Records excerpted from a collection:
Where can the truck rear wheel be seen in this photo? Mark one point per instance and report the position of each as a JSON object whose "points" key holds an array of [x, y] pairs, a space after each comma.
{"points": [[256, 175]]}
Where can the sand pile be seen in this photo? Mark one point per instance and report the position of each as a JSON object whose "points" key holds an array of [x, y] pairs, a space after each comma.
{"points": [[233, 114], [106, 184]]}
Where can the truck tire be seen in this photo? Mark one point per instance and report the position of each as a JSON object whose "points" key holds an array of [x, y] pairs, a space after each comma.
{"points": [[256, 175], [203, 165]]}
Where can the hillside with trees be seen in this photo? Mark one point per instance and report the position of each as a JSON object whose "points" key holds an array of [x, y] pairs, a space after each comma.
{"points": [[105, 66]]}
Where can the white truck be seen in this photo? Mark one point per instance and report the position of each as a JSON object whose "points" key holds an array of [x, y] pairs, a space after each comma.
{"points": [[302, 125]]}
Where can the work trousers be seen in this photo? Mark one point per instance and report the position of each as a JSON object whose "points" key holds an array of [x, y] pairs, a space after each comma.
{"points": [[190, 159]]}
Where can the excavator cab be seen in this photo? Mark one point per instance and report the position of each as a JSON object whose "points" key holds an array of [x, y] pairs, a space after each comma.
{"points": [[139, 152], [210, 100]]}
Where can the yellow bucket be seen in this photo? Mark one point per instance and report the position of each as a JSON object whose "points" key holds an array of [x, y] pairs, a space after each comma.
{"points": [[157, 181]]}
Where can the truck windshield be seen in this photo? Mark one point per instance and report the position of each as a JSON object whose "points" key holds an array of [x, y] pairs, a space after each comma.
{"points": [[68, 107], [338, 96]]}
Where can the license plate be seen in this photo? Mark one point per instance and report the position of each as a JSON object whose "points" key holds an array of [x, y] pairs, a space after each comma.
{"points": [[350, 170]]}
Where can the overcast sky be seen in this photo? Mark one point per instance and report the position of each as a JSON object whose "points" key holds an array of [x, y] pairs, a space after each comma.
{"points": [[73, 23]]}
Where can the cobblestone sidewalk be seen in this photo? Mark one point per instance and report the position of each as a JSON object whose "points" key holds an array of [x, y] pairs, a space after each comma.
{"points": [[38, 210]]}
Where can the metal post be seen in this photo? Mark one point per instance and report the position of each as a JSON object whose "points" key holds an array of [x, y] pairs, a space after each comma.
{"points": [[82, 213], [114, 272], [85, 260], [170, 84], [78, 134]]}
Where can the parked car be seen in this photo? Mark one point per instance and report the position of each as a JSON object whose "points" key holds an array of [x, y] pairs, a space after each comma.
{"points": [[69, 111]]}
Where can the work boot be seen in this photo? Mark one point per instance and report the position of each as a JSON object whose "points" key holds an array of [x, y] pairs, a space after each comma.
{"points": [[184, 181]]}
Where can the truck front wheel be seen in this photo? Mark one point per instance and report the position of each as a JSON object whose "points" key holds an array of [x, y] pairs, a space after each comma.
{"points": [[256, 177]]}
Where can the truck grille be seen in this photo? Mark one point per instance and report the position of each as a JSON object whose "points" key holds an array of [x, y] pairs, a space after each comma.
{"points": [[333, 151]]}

- WORK INSTRUCTION
Reproduce only the lines between the line containing "Where can the cobblestone" and the last line of the records, those two lines included, exactly.

- ANSWER SPACE
Where can the cobblestone sidewalk be seen in this photo? Mark one point per instance and report the position of each as a JSON object whose "points" key holds an array of [x, y] pairs, a space after each comma.
{"points": [[38, 210]]}
Where can the metal post be seen in this photo? Mark one point per instance and report the position of each as a JSON object whose "points" key holds an array of [x, y] pairs, a space after each comma.
{"points": [[82, 213], [114, 272], [85, 260], [170, 84], [78, 134]]}
Where can the parked car be seen in this photo? Mark one point per instance and report the position of each as a JSON object whose "points" key holds an array of [x, y] pairs, a space after each comma.
{"points": [[69, 111]]}
Where can the work boot be seen in this photo? Mark one point per instance and report the position of each as a JSON object whose "points" key holds an array of [x, y] pairs, a space after each comma.
{"points": [[184, 181]]}
Where can the truck front wheel be seen in this photo? Mark one point per instance and report the position of each as a JSON object whose "points" key holds an array of [x, y] pairs, a space after each comma.
{"points": [[256, 177]]}
Where can the truck grille be seen in this photo? Mark one point per instance and report the position of each as a JSON object whose "points" key holds an array of [x, y] pairs, a space after each comma.
{"points": [[333, 151]]}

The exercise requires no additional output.